Supplied entries.
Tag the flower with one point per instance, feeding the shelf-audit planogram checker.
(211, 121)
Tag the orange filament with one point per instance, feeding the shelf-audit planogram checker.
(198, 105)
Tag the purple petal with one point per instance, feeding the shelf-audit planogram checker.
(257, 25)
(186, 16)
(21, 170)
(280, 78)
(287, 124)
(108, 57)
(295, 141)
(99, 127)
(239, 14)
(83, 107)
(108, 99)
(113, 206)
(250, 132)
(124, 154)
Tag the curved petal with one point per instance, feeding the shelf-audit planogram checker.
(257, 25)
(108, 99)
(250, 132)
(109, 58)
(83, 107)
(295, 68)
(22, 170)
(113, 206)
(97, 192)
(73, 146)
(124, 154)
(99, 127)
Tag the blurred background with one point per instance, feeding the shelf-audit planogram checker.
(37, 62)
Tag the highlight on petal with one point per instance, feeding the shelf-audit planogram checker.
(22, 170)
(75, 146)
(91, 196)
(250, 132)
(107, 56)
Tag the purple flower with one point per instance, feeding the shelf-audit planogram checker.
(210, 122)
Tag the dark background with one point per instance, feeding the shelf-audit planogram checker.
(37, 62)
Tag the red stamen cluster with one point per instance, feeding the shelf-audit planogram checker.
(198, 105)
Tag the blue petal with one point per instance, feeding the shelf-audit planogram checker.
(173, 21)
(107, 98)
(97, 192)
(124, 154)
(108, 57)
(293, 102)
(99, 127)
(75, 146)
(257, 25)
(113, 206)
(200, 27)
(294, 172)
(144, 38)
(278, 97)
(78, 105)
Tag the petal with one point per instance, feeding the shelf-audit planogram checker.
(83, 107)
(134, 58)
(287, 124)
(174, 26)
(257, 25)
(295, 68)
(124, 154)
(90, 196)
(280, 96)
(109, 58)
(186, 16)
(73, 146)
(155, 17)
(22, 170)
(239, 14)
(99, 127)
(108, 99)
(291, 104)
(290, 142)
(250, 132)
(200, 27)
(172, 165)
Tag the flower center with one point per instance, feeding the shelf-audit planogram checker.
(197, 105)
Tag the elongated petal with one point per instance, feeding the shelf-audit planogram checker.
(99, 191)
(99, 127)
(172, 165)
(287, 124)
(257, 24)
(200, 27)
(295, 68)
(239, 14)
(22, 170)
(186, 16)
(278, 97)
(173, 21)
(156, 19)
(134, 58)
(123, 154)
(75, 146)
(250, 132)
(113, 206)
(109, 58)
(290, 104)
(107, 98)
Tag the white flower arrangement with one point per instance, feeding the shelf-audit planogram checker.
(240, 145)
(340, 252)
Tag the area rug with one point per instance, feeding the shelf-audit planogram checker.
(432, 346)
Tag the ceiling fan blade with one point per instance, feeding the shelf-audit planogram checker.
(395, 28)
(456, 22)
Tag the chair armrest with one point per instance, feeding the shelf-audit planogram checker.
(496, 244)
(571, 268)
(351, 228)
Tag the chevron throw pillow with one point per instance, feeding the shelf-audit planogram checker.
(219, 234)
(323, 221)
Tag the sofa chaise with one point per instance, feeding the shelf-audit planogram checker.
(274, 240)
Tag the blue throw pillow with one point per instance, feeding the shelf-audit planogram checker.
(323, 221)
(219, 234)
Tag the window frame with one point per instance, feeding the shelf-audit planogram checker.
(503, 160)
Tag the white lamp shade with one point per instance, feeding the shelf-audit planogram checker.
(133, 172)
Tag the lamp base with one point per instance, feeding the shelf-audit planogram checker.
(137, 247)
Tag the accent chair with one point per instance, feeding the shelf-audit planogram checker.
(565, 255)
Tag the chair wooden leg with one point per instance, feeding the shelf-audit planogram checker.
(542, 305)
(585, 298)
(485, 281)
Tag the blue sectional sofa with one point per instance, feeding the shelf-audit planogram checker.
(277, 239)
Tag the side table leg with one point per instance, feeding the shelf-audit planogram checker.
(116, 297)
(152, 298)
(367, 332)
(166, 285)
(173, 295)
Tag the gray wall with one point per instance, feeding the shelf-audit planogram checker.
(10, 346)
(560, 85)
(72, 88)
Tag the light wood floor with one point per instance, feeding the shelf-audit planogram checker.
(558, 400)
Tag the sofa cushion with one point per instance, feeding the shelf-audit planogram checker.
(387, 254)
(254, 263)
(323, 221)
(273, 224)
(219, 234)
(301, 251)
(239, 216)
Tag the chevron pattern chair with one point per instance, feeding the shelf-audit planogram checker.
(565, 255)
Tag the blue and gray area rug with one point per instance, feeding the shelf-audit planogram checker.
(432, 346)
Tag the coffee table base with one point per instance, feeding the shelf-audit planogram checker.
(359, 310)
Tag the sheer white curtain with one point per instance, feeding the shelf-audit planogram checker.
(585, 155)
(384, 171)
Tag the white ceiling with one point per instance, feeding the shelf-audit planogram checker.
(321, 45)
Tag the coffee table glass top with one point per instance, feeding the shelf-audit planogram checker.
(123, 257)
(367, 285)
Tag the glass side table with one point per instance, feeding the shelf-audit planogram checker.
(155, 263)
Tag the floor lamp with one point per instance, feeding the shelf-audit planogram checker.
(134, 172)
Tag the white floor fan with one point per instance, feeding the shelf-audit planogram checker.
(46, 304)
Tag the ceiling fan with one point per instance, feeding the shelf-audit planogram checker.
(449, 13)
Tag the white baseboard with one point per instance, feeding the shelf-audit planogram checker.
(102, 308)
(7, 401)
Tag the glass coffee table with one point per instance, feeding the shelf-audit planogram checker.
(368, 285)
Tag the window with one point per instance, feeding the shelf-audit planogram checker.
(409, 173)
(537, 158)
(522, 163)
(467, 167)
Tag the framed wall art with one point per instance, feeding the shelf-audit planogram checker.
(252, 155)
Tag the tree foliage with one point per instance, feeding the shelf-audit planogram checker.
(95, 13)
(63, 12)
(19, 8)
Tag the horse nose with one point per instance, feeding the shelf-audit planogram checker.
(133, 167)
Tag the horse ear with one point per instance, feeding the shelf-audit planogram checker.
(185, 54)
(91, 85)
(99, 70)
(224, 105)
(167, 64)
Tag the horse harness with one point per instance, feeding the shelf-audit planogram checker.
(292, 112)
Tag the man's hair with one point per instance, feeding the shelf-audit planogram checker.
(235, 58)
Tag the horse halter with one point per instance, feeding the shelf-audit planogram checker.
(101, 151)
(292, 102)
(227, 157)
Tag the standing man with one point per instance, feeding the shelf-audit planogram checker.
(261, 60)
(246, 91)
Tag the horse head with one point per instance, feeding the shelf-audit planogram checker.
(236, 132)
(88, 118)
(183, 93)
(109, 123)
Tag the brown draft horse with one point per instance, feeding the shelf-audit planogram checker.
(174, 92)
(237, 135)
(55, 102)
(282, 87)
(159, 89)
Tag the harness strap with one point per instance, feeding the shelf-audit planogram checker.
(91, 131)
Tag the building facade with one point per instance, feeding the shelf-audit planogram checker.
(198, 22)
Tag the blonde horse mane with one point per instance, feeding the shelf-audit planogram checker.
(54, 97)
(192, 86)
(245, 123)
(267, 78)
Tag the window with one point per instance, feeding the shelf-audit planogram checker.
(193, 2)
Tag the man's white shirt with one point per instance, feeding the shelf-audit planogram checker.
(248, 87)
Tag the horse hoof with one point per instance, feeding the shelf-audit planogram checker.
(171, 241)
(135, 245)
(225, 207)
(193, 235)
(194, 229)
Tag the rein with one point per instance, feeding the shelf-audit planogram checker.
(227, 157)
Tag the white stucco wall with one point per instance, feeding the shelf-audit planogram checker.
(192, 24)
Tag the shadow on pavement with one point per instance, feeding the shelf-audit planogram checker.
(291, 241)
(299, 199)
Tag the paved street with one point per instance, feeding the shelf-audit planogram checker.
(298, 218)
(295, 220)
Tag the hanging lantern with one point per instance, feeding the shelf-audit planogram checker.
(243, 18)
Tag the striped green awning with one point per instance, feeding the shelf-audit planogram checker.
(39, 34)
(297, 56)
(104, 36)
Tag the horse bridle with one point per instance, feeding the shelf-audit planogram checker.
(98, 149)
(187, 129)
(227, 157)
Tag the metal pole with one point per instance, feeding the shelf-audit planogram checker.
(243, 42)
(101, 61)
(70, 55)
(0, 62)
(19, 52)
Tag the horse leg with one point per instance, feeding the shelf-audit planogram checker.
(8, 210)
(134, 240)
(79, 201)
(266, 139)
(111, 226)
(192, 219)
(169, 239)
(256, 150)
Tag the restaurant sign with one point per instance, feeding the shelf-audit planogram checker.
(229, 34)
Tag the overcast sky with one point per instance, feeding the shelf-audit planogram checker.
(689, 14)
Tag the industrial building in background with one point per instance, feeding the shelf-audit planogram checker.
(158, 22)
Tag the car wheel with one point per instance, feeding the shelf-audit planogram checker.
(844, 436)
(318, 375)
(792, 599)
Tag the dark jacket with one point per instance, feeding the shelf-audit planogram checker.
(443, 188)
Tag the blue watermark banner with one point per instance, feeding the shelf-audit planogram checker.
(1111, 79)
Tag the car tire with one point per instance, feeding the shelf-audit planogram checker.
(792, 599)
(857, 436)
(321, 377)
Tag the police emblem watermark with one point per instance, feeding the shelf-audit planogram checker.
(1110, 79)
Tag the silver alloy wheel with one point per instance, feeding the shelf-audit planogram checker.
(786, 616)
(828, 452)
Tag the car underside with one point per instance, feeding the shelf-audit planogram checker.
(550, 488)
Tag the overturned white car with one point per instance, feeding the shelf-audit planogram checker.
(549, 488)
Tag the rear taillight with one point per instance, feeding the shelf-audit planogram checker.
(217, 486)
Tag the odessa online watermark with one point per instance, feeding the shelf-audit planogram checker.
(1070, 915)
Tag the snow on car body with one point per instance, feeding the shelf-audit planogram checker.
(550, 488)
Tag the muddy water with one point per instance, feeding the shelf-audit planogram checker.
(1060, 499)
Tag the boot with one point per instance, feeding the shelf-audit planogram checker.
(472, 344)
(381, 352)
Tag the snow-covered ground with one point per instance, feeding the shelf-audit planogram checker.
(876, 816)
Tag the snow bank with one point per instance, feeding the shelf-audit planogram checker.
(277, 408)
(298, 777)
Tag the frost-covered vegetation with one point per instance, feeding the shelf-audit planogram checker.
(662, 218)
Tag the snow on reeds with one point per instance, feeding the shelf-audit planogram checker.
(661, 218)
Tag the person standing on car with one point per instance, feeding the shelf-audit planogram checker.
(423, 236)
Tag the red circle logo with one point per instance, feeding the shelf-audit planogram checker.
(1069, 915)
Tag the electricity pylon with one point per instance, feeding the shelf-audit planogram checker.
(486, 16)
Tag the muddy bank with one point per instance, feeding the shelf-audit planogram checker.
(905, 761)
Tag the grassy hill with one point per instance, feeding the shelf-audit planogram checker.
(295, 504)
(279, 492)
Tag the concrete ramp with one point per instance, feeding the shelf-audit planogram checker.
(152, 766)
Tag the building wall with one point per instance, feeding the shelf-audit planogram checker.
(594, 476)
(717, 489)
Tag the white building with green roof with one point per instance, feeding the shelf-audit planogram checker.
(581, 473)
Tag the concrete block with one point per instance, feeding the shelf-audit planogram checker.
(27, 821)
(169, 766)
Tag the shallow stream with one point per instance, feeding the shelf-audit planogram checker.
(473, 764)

What the task asks. Please restate word for word only the lines from the one with "Tag the white building" through the final line of the listing above, both of them included.

Output for this exercise.
Tag the white building with green roof with one point per instance, feeding the shelf-audit planogram checker.
(581, 473)
Tag the concrete block with one point per instance, feeding the shelf-audit planogram checker.
(27, 821)
(169, 766)
Tag the shallow stream with one point per instance, feeding the shelf-audit planogram checker.
(473, 764)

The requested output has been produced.